> Text extract
═══
Watching my 14 month old journey through our yard, pausing to inspect leaves and rocks.  She can do this for hours.  She can sit with one leaf and inspect it, rub her fingers over it, tear it up.  Learn about it viscerally. Lose herself completely in it, in order to know it. 

I know about that leaf already. I know that if it’s dry and dead, it makes a crinkle noise.  That if it is freshly fallen, it has an earthy smell and smooth feel. I know because I have experienced the leaf thousands of times. Each leaf is unique and each experience with it is too, but I am not going to spend hours inspecting and learning about it. My curiosity about the leaf is less than it was thirty years ago.  I will have a moment while sitting with my baby outside. I will reach over, out of curiosity about what she is seeing, smelling, and feeling.  But it will be a flash, and soon after I inspect it, I’ll be on to the next thing.

I Know Self-Publishing

I know self publishing. I don’t have the stay-for-hours curiosity I had five and a half years ago. I pounded pavement and knocked on doors happily, hungrily, blindly, ignoring the wrinkled noses and funny looks of people when I told them I published with iUniverse that, yes, I was self published, but I did have a publisher you could call and order the books from.  Hell, you can get them from Ingram too. I schlepped those books to every gig I had, every class I taught, every speech I gave, every workshop I ran. I brought them with me if we were visiting family in other states, and I would scour the areas for local indie bookstores, and I would bustle in and say “Carry my book, whatever percentage you want to consign with me is fine. Just carry them.” No ego. No fatigue. I just cared about getting my book to people, any way I could.

It’s hard now.

I know the pushing-the-rock-up-a-mountain-with-ankle-and-wrist-weight feeling of self publishing. I know exactly how hard it is and exactly what hurdles I will have to traverse. It makes the pounding pavement that I know I must do all the more difficult. To market and publicize, you must have energy, time, and money. I have very little of all three. How will anyone reach this book?   I used to have the spirit of this whole experience is amazing. It’s new and fresh, and even when I would attend a whole bunch of gigs and not sell a lot, the experience of those gigs was just fabulous. I didn’t care about numbers.  Things have changed now, and I have a lot more responsibilities. I have two children instead of one, and I have a business with clients I really know, care about, and frankly provide me with my income. I am in school working harder than I ever have on my craft. I have to focus my energy on those things, giving myself whatever crumbs are left over.  The fact is, I can’t do marketing the way I did before  any more. I just can’t, and I believe that I need to approach this in a completely different way.  I can’t do every single thing that floats by my in box. I can’t give away books to friends and family. I can’t beg bookstore owners to buy my books and host a book signing.  I just can’t.

I Know This Book Is That Good

See, I don’t want me to sell the book.  I want the book to sell itself, and I am just the author. I don’t want to be on the red carpet, but I want my book to be. I like being behind the scenes and that’s why I write. The way I sold a lot of books the first time around was by attending sooooo many gigs,  I stopped keeping track. I sold books only because of me and my unwavering tenacity.  Also, I can perform well and work a crowd.  When I taught middle school, I could get a study hall of 250 kids to shut up and sit down. In a crowd, I can lose myself in a role and entertain, and if you get a kick out of me, you will probably buy my book. When I showed up at a gig and felt on, I performed and sold books. When I felt off and sat quietly or just did my thing robotically, I sold little or none. It never occurred to me that pulling back would ever work, that the books would sell themselves. What, in life, works that way? Nothing.
═══
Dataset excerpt

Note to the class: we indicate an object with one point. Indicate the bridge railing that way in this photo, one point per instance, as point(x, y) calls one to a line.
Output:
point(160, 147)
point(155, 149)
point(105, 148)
═══
> Tasks and exercises
(a) In the self-publishing essay, how many kids in a study hall could the writer get to sit down and be quiet?
(b) Decide whether each statement agrees with the self-publishing essay, and back each yes or no with a direct quote from it: (i) The writer's child in the yard is 14 months old. (ii) The writer now has three children. (iii) The writer published with iUniverse.
(c) Resume the self-publishing essay, picking up right after its final sentence.
These lines are separate from the self-publishing essay and are not part of it.

> Answers given
(a) 250 kids.

(b)
(i) Yes: "my 14 month old journey through our yard"
(ii) No: "I have two children instead of one"
(iii) Yes: "I published with iUniverse"

(c)
And I certainly don’t expect the book will sell without my effort, but what I want is to expose this book to as many people as possible, without draining my time and energy,  in the fastest way.  I need to figure that part out.

I want to have a book signing 

Yet, books signings are not always fun.

And...the reason is marketing. Booksellers usually put the signing in the local paper’s calendar section. But I’m not sure  how many people read that section any more, since so many people get their news online. Some bookstore owners may display the books with a poster or some visual to attract readers. 
But, some don’t.  And, bookstore owners may or may not put it on their website because they may or may not have one that they update more than once in a while. I always do a crazy blitzkrieg online marketing through social networks and my own data base. But not everyone on my list wants to or can attend the signing. Some of these things are really no ones “fault” just facts of the situation.

If little marketing was done or if the marketing was just not effective, when you actually show up for the signing, people come in and look at you, sitting with your books at a table. You feel a little like an orphaned puppy in need of an owner, and people look at you like they should come over and pet you, but they hesitate because they don’t want to take you home.

Right now I am trying to book myself  a signing, but it’s proving to be so difficult.  There appears to be an interest, but a hesitation to commit. Consignment isn’t really an option.  It’s a big pain in the ass.  I did that a lot the first two times. I had to purchase my books, and then sell them, and I am not good at the bookkeeping of that and wound up giving too many away or at too low of a discount. Some bookstores lost my books and never bothered to tell me.  I had to call or come in many times.  If they lost it,  I didn’t want to put up a fight. It seemed so ridiculous.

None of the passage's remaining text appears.